* Begin Task inputs *

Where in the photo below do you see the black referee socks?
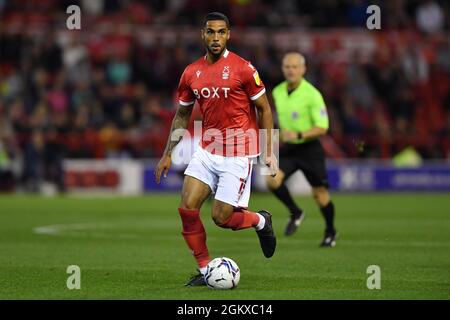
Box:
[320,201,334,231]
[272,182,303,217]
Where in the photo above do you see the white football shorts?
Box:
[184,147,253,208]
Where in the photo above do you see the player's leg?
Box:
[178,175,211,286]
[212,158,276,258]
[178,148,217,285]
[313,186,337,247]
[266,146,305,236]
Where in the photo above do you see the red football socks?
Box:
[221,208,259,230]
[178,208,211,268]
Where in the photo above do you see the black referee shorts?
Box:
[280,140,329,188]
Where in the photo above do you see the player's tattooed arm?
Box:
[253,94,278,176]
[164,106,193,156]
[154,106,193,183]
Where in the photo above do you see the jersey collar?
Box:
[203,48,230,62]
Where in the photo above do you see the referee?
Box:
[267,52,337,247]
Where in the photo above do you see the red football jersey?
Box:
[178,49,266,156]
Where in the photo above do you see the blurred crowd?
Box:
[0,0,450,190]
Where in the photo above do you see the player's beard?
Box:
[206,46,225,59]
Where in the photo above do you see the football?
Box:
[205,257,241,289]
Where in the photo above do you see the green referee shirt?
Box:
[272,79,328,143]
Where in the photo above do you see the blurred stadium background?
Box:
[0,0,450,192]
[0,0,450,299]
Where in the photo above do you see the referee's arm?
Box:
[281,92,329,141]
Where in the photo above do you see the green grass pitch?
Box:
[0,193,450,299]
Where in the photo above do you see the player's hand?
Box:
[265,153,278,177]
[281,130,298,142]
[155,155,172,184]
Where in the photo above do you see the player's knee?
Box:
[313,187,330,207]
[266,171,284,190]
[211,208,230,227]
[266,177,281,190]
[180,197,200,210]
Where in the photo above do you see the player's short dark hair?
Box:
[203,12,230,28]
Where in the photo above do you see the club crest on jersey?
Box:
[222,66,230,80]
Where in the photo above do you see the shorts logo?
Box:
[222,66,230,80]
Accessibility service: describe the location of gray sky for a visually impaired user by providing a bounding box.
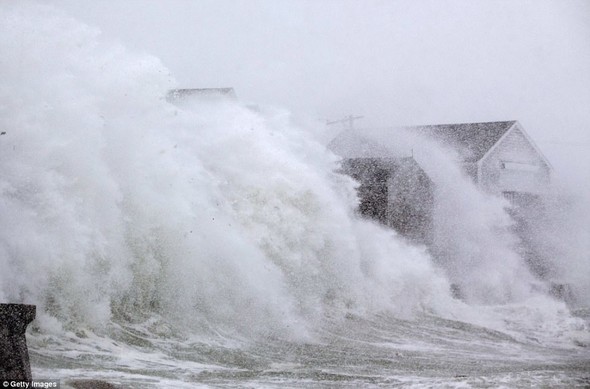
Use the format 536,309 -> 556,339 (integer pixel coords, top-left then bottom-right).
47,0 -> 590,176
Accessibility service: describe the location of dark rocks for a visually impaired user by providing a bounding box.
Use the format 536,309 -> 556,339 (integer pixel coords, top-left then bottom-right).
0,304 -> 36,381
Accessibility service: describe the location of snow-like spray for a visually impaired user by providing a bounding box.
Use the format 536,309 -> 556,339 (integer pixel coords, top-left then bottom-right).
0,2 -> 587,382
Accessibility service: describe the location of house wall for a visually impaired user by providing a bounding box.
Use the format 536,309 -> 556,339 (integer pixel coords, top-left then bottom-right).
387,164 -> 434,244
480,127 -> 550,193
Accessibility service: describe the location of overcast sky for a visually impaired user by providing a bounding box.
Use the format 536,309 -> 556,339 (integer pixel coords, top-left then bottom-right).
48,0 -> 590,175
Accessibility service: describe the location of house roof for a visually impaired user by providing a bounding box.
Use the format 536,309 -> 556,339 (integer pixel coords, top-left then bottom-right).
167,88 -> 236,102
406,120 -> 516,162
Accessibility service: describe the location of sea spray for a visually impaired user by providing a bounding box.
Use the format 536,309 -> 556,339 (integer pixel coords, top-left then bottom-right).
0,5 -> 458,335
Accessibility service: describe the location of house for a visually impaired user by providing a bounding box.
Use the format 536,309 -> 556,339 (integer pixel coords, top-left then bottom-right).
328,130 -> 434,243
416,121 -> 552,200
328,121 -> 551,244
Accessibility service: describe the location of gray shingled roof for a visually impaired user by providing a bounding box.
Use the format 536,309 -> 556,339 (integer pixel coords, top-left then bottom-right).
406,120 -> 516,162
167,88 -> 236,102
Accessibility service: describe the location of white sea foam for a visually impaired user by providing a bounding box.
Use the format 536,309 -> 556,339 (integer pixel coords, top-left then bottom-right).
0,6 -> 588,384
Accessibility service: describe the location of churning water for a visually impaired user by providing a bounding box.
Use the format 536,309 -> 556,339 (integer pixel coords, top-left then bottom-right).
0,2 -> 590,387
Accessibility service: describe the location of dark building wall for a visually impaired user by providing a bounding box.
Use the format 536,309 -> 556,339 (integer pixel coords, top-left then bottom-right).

* End Task inputs *

**Objective:** Write out all the records again, exactly, minus any pictures.

**Result:**
Where in the photo below do you see the black referee socks?
Box:
[320,201,334,231]
[272,182,303,217]
Where in the photo above do you see the white football shorts?
Box:
[184,147,253,208]
Where in the photo above do you see the player's leg?
Box:
[178,175,211,286]
[212,158,276,258]
[178,148,217,285]
[313,186,337,247]
[266,146,305,236]
Where in the photo above do you see the red football socks?
Box:
[221,208,259,230]
[178,208,211,268]
Where in the photo above do you see the black referee shorts?
Box:
[280,140,329,188]
Where in the photo above do you see the player's tattooed arm?
Box:
[253,94,278,176]
[164,106,193,156]
[154,106,193,183]
Where in the photo above do you see the jersey collar?
Box:
[203,48,230,62]
Where in the photo above do you see the referee?
Box:
[267,52,337,247]
Where in the photo above do you see the red football jersey?
Box:
[178,49,266,156]
Where in the photo above do you see the blurred crowd?
Box:
[0,0,450,190]
Where in the photo above do you see the player's beard?
Box:
[206,46,225,59]
Where in the photo above do you see the football?
Box:
[205,257,241,289]
Where in the photo above do you see the green referee shirt?
Box:
[272,79,328,143]
Where in the photo above do you see the blurred stadium background?
Box:
[0,0,450,192]
[0,0,450,299]
Where in the photo above do you see the referee's arm?
Box:
[281,92,329,141]
Where in the photo above do you see the green grass pitch?
Box:
[0,193,450,299]
Where in the photo above do you see the player's hand?
Box:
[265,153,278,177]
[281,130,298,142]
[155,155,172,184]
Where in the photo above do you see the player's knee?
Box:
[313,187,330,207]
[266,171,284,190]
[211,208,230,227]
[266,177,281,190]
[180,197,200,210]
Where in the photo above do you see the player's short dark hair?
Box:
[203,12,230,28]
Where in the photo above do you see the club crest on jersey?
Box:
[222,66,230,80]
Where in the photo above do you see the shorts logo?
Box:
[222,66,230,80]
Accessibility service: describe the location of gray sky for a visually impaired user by providing a bounding box.
Use the format 536,309 -> 556,339 (integer pixel coords, top-left then bottom-right).
47,0 -> 590,176
Accessibility service: describe the location of dark rocks for a visually impaired user by providing a bounding box.
Use the format 536,309 -> 556,339 (integer pixel coords, top-left then bottom-right).
0,304 -> 36,381
Accessibility service: describe the location of snow-like spray for a visually impaired user by providing a bounding box.
Use the format 536,309 -> 556,339 (integer pixel coords, top-left then bottom-right).
0,2 -> 587,382
Accessibility service: describe the location of house wall for a visually impaired user by providing a bounding box.
Use the format 536,309 -> 556,339 (integer pixel coords, top-left then bottom-right).
387,164 -> 434,244
480,127 -> 550,193
Accessibility service: describe the location of overcast sky for a visually impaired user by providing a bounding box.
Use the format 536,309 -> 556,339 (integer pixel coords, top-left then bottom-right).
48,0 -> 590,175
Accessibility service: describe the location of house roof for a visually impaired user by providing a bounding box.
Use the format 536,309 -> 556,339 (integer pixel coords, top-left then bottom-right).
167,88 -> 236,102
406,120 -> 516,162
Accessibility service: describe the location of sea spray for a visually impaired user by providing a bounding box.
Use the format 536,309 -> 556,339 (integer pixel coords, top-left then bottom-right).
0,5 -> 458,335
Accessibility service: describe the location of house for a visually impaired user by providing a bounding box.
Use the format 536,309 -> 556,339 (integer pixel coords, top-left then bottom-right).
328,130 -> 434,243
416,121 -> 552,200
328,121 -> 551,244
Accessibility service: describe the location of gray shingled roof for a visually impaired user by providing a bounding box.
Use the format 536,309 -> 556,339 (integer pixel coords, top-left then bottom-right).
406,120 -> 516,162
167,88 -> 236,102
Accessibility service: describe the location of white sea foam for a visually impaired user by providing a bounding box.
Use the format 536,309 -> 556,339 (integer pixel coords, top-left then bottom-right).
0,6 -> 588,384
Accessibility service: describe the location of churning water for a visually impaired user by providing a bounding box.
Use the format 536,309 -> 556,339 (integer pixel coords, top-left then bottom-right).
0,2 -> 590,387
Accessibility service: describe the location of dark building wall for a visually impaired user by providing a bounding box.
Use the format 536,309 -> 556,339 (integer pixel coords, top-left then bottom-right).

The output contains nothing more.